_The request:_
Answer these questions using the report on the Toronto office market below.
(a) To what level did the combined Class "A" and Class "B" office vacancy rate fall over 2012, and from what level?
(b) Which city is named with Toronto as leading the country in new office developments and leasing transactions?
(c) How much new tower space is scheduled to be completed by 2017?

_Extract:_
TORONTO - In its Real Estate Market Study published today, Newmark Knight Frank Devencore reported that the corporate real estate market in the Greater Toronto area continues to be one of the most active in Canada. The combined Class "A" and Class "B" office vacancy rate fell from 5.3% to 4.4% over the course of 2012 and activity was strong in both the Class "A" and Class "B" markets. Along with Calgary, Toronto leads the country in terms of new office developments and leasing transactions. Since 2008, over 1.2 million square feet per year of office space has been absorbed in the downtown district.
"Almost all of the office space in the new towers completed between 2008-2011 has been leased and the demand for premium-quality space continues to be strong with asking rental rates in these buildings rising," said Allan Schaffer, President/Broker of Record of Devencore Realties Corporation Canada Limited, Brokerage. "Over 3.5 million square feet of new tower space is scheduled to be completed by 2017; however, none will be ready before 2014, so this will have an impact on tenancy decisions and the sublease market in the coming months."

_Record extracts:_
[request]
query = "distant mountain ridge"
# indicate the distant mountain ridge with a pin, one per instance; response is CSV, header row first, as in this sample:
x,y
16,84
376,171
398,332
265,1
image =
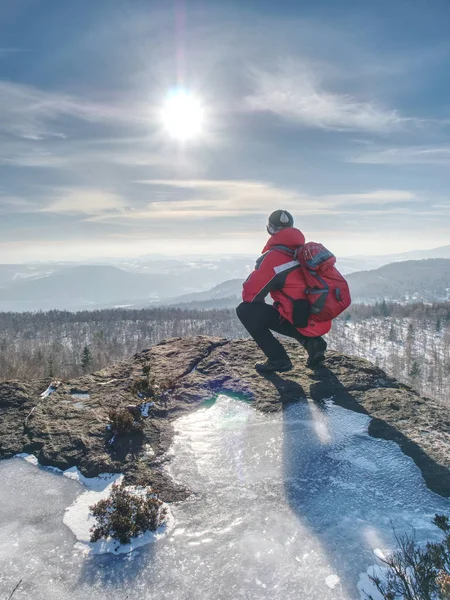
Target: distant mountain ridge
x,y
199,283
426,280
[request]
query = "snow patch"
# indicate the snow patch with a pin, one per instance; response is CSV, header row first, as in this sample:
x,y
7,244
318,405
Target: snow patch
x,y
79,520
332,581
144,408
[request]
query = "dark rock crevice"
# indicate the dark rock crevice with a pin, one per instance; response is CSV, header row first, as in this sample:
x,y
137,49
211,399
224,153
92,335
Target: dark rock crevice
x,y
64,431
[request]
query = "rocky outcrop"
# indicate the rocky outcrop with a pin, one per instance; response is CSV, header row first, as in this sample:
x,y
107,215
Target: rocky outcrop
x,y
70,426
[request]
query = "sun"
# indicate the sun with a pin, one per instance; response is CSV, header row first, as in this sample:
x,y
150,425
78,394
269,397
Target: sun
x,y
183,116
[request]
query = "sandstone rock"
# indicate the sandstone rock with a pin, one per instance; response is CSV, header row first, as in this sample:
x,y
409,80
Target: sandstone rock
x,y
70,426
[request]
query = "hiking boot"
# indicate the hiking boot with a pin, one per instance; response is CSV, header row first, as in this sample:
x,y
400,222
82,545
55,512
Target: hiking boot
x,y
316,351
272,366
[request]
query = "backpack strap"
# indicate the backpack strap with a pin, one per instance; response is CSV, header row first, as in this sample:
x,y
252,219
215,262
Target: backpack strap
x,y
286,250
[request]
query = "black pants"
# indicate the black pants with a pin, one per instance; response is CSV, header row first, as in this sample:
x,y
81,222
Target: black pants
x,y
260,320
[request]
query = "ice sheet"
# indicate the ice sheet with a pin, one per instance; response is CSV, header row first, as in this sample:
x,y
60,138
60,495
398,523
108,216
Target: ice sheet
x,y
284,506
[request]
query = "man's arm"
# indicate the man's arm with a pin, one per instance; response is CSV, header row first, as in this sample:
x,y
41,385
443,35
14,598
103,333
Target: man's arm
x,y
262,280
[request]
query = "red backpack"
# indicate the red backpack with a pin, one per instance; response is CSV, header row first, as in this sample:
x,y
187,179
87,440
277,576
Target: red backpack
x,y
328,292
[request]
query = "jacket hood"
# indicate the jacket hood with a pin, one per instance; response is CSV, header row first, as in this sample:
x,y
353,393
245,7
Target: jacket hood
x,y
291,237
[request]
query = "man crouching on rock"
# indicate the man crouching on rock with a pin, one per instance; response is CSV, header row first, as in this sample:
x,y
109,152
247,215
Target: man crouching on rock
x,y
277,273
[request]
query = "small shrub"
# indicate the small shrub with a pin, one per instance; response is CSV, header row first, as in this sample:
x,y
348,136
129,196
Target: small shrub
x,y
122,421
417,572
124,515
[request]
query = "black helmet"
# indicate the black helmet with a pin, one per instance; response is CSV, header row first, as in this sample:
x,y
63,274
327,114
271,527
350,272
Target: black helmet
x,y
280,219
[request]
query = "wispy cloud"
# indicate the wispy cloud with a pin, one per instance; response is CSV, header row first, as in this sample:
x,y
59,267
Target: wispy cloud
x,y
408,155
296,93
84,201
31,113
212,199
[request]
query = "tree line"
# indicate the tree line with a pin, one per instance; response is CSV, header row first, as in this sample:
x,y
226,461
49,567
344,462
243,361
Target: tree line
x,y
411,342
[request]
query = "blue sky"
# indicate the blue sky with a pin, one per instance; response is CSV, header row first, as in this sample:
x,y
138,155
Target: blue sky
x,y
336,111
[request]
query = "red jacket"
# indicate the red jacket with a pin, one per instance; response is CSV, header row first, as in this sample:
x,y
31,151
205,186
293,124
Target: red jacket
x,y
275,271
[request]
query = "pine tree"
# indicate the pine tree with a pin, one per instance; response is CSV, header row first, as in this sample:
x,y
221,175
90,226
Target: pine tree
x,y
50,368
86,359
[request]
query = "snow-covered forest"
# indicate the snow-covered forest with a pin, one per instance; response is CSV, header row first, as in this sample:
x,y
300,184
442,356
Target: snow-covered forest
x,y
411,342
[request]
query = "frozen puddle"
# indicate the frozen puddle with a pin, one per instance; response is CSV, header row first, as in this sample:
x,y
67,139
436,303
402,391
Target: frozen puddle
x,y
285,506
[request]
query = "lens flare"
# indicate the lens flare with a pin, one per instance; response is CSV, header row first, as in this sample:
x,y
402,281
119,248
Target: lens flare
x,y
183,116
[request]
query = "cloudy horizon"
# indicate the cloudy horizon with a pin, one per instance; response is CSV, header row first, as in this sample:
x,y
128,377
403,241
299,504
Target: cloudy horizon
x,y
339,114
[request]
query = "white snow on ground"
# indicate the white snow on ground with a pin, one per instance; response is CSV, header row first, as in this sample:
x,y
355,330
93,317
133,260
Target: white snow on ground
x,y
48,391
145,408
78,517
284,506
395,344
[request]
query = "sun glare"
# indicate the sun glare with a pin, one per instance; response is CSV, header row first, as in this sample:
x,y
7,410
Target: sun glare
x,y
183,116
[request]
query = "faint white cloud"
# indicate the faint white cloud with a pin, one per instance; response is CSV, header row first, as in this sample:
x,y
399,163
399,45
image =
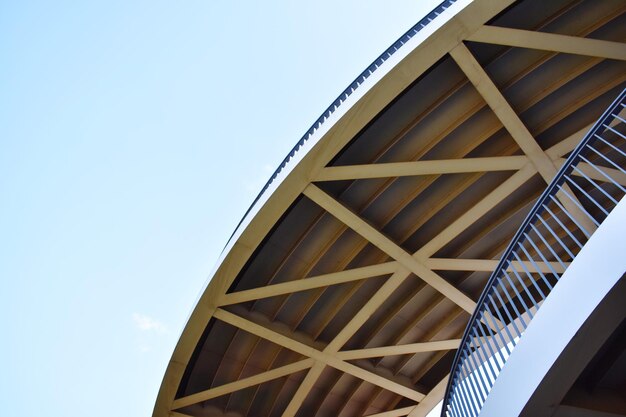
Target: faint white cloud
x,y
146,323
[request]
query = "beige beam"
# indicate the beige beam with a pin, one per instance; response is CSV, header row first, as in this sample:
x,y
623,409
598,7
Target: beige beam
x,y
568,144
399,349
381,241
399,412
304,284
550,42
480,209
315,354
513,124
431,400
509,118
303,390
243,383
488,265
436,167
367,310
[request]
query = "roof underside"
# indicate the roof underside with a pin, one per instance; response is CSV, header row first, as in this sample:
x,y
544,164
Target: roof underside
x,y
391,250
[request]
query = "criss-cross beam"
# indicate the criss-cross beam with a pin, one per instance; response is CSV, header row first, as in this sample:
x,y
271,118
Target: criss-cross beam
x,y
377,238
550,42
516,128
316,361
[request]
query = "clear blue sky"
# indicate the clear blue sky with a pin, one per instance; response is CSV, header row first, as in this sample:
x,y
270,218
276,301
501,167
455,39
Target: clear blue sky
x,y
134,135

_Result:_
(a) It fell from 5.3% to 4.4%.
(b) Calgary.
(c) Over 3.5 million square feet.